→ EXCERPT PROVIDED
++++++++

New York Telephone Co. v. Public Service Commission

OPINION OF THE COURT

Levine, J.

The State Public Service Commission (PSC) appeals from the Appellate Division’s annulment of its order directing petitioner New York Telephone Company (NYT) to pass on to ratepayers the intrastate portion of its profit from the sale of Bell Communications Research, Inc. (Bellcore), a shared subsidiary of the Regional Bell Operating Companies (RBOCs). We reverse and remit.

Factual and Procedural History

NYT’s interest in Bellcore is traceable to the 1984 antitrust divestiture of AT&T’s wholly owned local operating companies (including NYT) into seven RBOCs, one of which was NYNEX, NYT’s new parent company. Prior to that time, those operating subsidiaries obtained research and development and other technical services from another wholly owned AT&T subsidiary, Bell Telephone Laboratories (Bell Labs). Bellcore was created as part of the divestiture plan, to be owned jointly by the seven RBOCs and to provide the same services Bell Labs had previously furnished to AT&T’s local telephone operating subsidiaries.

By 1995, as the seven RBOCs became more diverse and the possibility of competition among them increased, it became less feasible for them collectively to rely upon a single source for technological research and development. Therefore, they decided to sell Bellcore.

++++++++

→ TASK INSTRUCTIONS
- a) Copy the passage of the telephone company opinion starting with "New York Telephone Co." and going on through "reverse and remit.", swapping "Bellcore" for "BCR".
- b) According to the telephone company opinion, which company became NYT's new parent after the 1984 divestiture?
The rows after this have nothing to do with what is asked here.

→ ENTRIES SUPPLIED
++++++++

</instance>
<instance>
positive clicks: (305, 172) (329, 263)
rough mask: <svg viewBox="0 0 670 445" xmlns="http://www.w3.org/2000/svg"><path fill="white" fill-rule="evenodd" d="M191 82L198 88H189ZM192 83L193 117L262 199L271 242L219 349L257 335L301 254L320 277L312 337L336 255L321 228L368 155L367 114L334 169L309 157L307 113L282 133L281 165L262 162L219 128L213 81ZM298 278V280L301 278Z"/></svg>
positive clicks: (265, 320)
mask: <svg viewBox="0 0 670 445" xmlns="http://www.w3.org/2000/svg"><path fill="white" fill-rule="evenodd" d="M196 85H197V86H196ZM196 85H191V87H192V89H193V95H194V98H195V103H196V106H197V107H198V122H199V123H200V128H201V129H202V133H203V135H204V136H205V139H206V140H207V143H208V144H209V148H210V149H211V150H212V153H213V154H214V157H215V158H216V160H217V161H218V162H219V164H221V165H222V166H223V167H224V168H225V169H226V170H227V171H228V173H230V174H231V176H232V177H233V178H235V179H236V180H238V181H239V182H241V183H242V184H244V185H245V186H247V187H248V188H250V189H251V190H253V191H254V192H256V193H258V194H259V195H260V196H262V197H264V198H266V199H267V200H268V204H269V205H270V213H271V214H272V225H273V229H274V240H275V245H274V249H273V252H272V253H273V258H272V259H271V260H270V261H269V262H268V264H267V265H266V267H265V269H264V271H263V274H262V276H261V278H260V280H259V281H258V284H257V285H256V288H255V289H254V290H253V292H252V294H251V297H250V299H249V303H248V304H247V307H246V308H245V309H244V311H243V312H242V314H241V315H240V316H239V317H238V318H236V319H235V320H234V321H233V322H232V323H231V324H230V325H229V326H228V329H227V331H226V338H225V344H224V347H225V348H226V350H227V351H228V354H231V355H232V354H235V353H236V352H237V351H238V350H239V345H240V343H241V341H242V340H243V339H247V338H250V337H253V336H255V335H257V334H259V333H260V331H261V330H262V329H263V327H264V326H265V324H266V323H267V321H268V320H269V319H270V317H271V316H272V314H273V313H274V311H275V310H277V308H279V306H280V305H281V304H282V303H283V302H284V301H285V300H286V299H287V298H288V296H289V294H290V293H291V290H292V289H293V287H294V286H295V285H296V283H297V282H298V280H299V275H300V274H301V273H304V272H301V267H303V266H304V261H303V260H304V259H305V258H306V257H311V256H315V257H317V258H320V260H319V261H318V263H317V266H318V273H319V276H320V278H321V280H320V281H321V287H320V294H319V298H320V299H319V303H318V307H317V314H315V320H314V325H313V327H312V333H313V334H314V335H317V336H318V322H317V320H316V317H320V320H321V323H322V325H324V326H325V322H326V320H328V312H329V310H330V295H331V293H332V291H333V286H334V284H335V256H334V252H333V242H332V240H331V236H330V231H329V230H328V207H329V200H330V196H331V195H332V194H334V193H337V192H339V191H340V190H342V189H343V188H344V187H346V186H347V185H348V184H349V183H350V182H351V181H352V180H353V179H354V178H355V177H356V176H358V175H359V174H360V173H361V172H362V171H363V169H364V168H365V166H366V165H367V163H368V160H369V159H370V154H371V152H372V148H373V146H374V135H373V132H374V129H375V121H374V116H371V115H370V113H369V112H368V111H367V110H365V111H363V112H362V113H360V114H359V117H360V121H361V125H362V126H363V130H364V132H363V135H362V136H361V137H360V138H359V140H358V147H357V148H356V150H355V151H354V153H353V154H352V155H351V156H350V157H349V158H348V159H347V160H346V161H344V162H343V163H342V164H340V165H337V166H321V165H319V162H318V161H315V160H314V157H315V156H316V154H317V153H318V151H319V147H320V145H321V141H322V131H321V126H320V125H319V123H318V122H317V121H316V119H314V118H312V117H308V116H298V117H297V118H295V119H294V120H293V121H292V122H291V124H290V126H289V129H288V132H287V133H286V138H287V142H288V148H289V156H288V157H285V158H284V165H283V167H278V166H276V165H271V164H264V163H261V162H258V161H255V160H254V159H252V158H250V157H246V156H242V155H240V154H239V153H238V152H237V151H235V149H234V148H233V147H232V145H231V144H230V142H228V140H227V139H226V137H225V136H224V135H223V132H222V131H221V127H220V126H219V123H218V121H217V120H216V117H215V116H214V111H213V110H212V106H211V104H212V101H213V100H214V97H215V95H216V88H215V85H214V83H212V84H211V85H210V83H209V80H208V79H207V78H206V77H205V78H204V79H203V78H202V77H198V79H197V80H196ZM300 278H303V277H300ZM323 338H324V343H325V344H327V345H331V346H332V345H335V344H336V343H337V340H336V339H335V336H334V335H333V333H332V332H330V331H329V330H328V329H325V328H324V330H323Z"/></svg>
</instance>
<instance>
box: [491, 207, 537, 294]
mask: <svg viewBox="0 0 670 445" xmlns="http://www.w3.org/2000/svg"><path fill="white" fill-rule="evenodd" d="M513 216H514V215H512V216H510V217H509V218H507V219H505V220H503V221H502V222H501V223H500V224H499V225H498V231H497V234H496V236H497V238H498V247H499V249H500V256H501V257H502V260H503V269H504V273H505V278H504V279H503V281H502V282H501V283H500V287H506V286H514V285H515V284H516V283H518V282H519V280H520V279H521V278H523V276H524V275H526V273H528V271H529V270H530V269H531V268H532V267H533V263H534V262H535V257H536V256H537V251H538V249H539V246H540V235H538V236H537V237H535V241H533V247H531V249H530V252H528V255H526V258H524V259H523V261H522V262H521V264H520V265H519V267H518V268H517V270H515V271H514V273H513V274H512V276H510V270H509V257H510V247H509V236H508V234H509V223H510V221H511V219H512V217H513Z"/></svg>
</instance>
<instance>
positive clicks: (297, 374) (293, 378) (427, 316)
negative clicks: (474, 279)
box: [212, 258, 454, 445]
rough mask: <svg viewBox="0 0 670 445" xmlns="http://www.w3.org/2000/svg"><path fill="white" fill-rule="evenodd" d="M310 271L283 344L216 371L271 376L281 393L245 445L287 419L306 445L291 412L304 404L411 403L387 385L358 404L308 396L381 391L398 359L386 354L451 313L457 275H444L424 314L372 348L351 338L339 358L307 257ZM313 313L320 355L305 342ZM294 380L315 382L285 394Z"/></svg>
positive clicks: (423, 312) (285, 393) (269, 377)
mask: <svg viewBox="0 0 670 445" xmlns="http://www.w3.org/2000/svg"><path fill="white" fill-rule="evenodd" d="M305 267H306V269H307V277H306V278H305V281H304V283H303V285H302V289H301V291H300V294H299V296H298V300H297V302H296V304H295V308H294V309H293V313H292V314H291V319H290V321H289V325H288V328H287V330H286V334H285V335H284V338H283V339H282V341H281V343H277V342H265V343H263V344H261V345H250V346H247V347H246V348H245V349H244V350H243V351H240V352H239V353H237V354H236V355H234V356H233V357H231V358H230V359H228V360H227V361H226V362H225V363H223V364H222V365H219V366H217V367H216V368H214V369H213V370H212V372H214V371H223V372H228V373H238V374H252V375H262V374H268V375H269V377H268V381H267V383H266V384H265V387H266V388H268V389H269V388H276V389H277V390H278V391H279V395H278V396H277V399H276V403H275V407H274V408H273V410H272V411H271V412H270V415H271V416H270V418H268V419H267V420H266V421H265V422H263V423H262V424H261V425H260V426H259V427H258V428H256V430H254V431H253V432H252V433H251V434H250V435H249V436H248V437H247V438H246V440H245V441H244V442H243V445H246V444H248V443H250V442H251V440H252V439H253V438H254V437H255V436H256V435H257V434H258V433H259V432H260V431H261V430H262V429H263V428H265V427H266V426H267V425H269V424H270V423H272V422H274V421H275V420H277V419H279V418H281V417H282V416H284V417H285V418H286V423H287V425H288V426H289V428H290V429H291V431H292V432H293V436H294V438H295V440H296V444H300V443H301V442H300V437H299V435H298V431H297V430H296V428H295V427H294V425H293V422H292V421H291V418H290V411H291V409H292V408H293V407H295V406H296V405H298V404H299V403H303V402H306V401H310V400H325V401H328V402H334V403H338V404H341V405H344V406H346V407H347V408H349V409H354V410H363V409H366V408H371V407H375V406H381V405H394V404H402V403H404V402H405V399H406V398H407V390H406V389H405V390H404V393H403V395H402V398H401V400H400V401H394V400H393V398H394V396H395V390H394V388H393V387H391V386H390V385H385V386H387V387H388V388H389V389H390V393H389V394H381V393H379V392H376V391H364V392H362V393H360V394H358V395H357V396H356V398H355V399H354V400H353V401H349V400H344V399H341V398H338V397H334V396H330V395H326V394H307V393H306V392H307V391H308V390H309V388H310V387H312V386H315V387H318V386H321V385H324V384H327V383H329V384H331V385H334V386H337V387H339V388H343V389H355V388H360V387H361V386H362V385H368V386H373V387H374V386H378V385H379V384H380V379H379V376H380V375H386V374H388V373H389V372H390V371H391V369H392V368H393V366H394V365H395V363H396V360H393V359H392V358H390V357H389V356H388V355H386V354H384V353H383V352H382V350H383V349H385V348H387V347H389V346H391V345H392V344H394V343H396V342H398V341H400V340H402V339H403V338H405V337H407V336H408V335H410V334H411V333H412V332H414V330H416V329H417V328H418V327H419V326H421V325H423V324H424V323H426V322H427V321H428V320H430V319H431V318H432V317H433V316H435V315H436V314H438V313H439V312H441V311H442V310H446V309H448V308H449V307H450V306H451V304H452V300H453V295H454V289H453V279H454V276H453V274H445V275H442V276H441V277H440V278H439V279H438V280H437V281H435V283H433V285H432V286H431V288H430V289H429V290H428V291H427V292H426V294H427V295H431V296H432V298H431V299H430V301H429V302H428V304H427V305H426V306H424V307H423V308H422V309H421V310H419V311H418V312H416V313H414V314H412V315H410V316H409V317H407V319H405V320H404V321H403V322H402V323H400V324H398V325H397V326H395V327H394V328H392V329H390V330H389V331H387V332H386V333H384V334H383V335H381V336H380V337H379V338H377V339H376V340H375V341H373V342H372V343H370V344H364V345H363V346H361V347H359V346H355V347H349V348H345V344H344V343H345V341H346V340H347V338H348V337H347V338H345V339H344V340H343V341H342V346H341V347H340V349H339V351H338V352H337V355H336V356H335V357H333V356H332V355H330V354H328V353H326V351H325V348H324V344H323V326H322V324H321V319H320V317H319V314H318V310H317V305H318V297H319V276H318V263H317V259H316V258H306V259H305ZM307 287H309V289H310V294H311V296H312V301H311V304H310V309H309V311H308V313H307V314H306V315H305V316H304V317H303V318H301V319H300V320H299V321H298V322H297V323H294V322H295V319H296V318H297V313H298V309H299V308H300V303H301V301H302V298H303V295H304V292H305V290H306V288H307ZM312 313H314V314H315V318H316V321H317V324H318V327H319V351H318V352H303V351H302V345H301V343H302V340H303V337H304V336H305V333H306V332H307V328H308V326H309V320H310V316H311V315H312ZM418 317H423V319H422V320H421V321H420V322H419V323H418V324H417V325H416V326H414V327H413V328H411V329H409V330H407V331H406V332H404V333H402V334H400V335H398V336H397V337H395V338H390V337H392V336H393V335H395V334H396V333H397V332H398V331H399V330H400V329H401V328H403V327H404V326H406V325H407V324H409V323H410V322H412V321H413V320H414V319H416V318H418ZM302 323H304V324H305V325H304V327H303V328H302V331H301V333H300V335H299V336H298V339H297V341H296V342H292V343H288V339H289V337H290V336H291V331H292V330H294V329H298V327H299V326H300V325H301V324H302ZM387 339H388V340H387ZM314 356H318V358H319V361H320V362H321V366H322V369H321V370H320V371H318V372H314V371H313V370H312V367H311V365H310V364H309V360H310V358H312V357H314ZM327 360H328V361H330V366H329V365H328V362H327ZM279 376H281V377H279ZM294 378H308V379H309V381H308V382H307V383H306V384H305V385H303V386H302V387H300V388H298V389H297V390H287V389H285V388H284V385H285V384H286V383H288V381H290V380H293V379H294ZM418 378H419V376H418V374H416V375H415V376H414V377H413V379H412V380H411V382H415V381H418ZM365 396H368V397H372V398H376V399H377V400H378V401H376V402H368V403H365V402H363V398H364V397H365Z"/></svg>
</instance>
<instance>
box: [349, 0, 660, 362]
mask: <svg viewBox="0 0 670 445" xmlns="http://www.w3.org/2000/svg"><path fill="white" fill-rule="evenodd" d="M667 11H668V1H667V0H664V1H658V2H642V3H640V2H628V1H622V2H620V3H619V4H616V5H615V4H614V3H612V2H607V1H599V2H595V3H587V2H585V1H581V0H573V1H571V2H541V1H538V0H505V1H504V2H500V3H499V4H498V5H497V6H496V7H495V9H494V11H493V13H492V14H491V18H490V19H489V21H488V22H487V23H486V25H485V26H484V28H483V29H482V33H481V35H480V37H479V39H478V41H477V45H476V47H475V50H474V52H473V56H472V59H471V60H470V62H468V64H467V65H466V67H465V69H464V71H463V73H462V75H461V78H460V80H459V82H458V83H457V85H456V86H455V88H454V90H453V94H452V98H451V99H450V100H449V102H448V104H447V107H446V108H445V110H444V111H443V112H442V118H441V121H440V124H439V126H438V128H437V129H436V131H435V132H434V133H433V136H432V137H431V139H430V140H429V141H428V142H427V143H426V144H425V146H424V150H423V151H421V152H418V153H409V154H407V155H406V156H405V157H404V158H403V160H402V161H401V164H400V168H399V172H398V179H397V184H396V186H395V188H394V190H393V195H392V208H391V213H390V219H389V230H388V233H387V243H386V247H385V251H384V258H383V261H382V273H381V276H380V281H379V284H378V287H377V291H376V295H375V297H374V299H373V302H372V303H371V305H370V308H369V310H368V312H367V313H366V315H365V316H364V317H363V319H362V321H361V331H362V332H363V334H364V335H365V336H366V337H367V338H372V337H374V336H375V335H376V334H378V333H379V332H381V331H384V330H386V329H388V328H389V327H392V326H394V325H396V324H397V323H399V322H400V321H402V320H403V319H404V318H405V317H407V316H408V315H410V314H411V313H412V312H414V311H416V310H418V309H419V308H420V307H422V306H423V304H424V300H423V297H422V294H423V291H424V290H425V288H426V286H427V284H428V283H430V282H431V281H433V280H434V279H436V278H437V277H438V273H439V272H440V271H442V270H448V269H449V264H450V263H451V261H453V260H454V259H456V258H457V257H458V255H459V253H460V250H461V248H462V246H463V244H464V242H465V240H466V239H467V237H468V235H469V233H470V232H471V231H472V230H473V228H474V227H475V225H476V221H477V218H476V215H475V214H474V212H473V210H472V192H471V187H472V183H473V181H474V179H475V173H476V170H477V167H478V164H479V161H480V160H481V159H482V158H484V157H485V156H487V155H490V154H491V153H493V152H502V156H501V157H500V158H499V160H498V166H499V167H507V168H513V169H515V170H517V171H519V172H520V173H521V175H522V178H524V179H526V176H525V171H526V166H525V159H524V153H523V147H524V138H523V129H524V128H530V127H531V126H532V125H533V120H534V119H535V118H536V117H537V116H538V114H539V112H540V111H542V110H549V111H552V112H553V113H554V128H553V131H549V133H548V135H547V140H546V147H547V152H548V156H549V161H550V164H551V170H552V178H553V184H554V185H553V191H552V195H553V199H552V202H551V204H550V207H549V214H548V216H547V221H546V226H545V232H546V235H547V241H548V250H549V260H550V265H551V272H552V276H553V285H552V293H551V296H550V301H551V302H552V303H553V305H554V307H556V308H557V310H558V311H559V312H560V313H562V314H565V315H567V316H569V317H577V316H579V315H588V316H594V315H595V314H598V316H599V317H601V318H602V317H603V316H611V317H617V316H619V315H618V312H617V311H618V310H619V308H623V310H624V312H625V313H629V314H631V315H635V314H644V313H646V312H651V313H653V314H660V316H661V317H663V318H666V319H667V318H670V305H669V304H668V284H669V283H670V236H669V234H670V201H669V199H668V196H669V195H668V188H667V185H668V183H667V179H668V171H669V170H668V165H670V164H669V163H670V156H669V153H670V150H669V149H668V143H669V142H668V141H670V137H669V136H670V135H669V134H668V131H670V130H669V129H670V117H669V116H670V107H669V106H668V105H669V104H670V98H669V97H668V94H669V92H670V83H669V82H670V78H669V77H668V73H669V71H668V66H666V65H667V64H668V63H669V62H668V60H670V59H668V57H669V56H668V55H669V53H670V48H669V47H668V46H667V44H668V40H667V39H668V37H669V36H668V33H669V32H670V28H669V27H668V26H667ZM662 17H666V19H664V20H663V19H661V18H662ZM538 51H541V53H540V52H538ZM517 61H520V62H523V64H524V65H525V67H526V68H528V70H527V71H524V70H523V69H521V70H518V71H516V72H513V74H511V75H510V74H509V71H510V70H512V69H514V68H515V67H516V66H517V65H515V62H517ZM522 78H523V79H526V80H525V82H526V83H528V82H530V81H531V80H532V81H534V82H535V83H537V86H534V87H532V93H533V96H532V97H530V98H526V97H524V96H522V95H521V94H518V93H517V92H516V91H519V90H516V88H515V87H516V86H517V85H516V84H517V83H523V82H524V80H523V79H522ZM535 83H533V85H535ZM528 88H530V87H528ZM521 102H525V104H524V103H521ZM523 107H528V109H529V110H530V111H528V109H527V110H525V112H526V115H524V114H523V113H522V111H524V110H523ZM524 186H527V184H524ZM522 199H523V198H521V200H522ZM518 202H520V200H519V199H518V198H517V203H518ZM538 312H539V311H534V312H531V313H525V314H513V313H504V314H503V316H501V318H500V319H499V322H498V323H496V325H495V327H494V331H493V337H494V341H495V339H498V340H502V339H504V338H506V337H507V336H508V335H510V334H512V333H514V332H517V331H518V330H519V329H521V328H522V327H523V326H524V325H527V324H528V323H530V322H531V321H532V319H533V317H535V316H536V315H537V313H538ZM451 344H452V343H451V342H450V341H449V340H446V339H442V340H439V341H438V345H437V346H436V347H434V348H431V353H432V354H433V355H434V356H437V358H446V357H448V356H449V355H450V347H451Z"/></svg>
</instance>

++++++++

→ EXERCISE ANSWERS
- a)
New York Telephone Co. v. Public Service Commission

OPINION OF THE COURT

Levine, J.

The State Public Service Commission (PSC) appeals from the Appellate Division’s annulment of its order directing petitioner New York Telephone Company (NYT) to pass on to ratepayers the intrastate portion of its profit from the sale of Bell Communications Research, Inc. (BCR), a shared subsidiary of the Regional Bell Operating Companies (RBOCs). We reverse and remit.

- b) NYNEX